Given request =
Please write out the lines of the records below as a numbered list, skipping any blank lines and omitting the pictures.

Start of Data for this exercise

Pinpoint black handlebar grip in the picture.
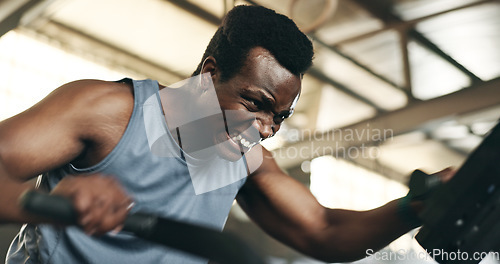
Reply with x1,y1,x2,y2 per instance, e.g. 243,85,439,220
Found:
408,170,442,200
20,191,77,224
123,213,158,238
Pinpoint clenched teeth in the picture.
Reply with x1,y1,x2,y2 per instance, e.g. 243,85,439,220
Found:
231,135,257,149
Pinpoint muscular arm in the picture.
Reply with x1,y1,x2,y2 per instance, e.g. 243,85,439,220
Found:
0,80,131,233
237,150,411,262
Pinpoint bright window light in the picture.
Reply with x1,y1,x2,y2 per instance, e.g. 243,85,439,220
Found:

End of Data for this exercise

Reply =
1. Pinpoint black handlebar grip in the picture.
2. Reply with x1,y1,x2,y2 per instance, e.g. 243,85,439,220
3. Found:
4. 408,170,442,200
5. 20,191,77,224
6. 123,213,158,238
7. Pinpoint clenched teeth in the picture.
8. Reply with x1,y1,x2,y2 per instance, e.g. 243,85,439,220
9. Found:
10. 231,135,257,149
11. Pinpoint muscular arm in the picture.
12. Reply with x1,y1,x2,y2 per instance, e.g. 243,85,439,220
13. Found:
14. 0,80,131,233
15. 237,150,411,262
16. Pinpoint bright window light in the picture.
17. Reply with x1,y1,x2,y2 per instance, e.g. 243,85,439,220
18. Found:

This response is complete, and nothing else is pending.